**PROBLEM**
Could you put every line from the first one through the one containing "column 97, row 314", both included, into a JSON list with one string per line and no blank lines?
#### INPUT FOR THIS TASK
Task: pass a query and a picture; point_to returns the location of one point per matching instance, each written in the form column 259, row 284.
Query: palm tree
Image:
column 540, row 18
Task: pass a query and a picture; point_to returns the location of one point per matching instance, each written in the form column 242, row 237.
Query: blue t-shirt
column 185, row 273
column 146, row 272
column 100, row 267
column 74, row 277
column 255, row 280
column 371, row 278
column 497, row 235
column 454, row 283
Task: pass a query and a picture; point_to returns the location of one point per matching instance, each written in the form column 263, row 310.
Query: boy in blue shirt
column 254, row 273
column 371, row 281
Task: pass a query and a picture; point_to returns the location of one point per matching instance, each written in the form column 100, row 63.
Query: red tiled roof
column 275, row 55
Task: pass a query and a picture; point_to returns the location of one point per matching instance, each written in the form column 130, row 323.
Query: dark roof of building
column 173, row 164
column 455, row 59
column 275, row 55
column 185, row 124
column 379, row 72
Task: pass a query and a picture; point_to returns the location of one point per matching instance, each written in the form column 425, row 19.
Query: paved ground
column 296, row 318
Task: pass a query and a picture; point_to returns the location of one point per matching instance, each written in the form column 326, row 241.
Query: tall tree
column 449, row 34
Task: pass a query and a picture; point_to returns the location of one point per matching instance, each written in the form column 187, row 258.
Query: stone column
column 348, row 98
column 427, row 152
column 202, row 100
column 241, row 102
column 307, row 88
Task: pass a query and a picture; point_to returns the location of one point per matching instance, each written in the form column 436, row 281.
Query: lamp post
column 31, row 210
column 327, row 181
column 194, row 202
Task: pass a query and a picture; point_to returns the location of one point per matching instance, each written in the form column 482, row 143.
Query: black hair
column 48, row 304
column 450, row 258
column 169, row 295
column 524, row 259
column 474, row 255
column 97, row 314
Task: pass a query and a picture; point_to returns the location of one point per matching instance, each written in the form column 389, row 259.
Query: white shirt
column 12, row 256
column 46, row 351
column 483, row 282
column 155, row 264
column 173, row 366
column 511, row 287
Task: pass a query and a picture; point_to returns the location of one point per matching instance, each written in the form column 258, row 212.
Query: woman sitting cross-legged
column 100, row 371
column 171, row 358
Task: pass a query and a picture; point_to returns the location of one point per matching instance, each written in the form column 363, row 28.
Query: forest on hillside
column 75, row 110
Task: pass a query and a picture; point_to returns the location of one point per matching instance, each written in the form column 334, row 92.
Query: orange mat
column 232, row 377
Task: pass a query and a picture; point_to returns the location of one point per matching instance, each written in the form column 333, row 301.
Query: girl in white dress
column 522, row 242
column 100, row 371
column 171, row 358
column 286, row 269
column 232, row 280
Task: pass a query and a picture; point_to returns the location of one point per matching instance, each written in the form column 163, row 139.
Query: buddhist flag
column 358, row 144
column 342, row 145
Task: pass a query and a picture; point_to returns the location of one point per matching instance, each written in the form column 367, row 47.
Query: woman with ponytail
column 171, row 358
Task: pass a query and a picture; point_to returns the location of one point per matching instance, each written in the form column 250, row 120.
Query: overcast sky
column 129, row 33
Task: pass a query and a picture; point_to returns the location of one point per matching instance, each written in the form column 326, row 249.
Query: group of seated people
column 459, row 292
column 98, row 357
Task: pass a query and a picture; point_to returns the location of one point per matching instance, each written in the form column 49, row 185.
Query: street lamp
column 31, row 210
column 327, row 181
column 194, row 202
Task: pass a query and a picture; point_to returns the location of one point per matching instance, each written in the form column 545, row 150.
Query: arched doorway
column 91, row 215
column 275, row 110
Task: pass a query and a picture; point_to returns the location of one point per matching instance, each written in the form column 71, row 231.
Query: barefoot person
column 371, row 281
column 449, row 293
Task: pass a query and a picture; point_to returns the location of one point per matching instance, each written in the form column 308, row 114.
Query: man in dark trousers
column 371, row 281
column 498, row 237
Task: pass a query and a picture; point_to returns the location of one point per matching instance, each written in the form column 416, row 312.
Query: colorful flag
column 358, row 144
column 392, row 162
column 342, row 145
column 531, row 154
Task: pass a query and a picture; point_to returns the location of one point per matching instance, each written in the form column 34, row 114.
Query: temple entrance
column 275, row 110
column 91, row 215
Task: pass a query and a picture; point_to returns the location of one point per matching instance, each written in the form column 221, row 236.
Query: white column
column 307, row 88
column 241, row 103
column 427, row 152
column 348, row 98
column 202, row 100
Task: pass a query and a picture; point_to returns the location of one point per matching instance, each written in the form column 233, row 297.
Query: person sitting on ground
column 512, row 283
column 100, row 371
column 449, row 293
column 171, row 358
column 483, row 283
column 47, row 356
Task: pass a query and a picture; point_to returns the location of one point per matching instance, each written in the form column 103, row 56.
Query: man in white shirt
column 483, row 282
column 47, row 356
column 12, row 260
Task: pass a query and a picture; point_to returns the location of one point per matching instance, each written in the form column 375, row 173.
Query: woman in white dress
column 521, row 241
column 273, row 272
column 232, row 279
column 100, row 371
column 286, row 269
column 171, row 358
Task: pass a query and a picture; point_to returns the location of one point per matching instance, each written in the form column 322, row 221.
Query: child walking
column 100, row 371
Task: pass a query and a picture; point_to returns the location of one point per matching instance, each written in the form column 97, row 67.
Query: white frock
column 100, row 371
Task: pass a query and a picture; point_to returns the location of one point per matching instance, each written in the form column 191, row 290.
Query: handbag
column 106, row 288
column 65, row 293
########
**COMPLETE OUTPUT**
[
  "Task: pass a query and a picture; point_to returns the location of one point per matching instance, each written in the form column 259, row 284.",
  "Query: palm tree",
  "Image:",
  "column 540, row 18",
  "Task: pass a query and a picture; point_to returns the location of one point per matching instance, each written in the form column 242, row 237.",
  "Query: blue t-shirt",
  "column 185, row 273",
  "column 146, row 272",
  "column 100, row 267",
  "column 74, row 277",
  "column 255, row 280",
  "column 371, row 278",
  "column 497, row 235",
  "column 454, row 283",
  "Task: pass a query and a picture; point_to returns the location of one point per matching instance, each written in the form column 263, row 310.",
  "Query: boy in blue shirt",
  "column 254, row 273",
  "column 371, row 281",
  "Task: pass a query and a picture; point_to returns the location of one point per matching instance, each written in the form column 100, row 63.",
  "Query: red tiled roof",
  "column 275, row 55",
  "Task: pass a query and a picture; point_to returns the location of one point per matching instance, each written in the form column 130, row 323.",
  "Query: dark roof of building",
  "column 173, row 164",
  "column 455, row 59",
  "column 275, row 55",
  "column 185, row 124",
  "column 379, row 72",
  "Task: pass a query and a picture; point_to returns the location of one point per matching instance, each written in the form column 425, row 19.",
  "Query: paved ground",
  "column 296, row 318",
  "Task: pass a query and a picture; point_to returns the location of one point per matching instance, each written in the form column 326, row 241.",
  "Query: tall tree",
  "column 449, row 34",
  "Task: pass a query and a picture; point_to returns the location of one point per matching instance, each written in the form column 187, row 258.",
  "Query: stone column",
  "column 348, row 98",
  "column 427, row 152",
  "column 202, row 100",
  "column 241, row 102",
  "column 307, row 88",
  "Task: pass a query and a picture; point_to returns the location of one point per matching instance, each written in the form column 436, row 281.",
  "Query: lamp post",
  "column 31, row 210",
  "column 327, row 181",
  "column 194, row 202",
  "Task: pass a query and a picture; point_to returns the location of one point per matching instance, each written in the form column 482, row 143.",
  "Query: black hair",
  "column 48, row 304",
  "column 450, row 258",
  "column 169, row 295",
  "column 524, row 259",
  "column 474, row 255",
  "column 97, row 314"
]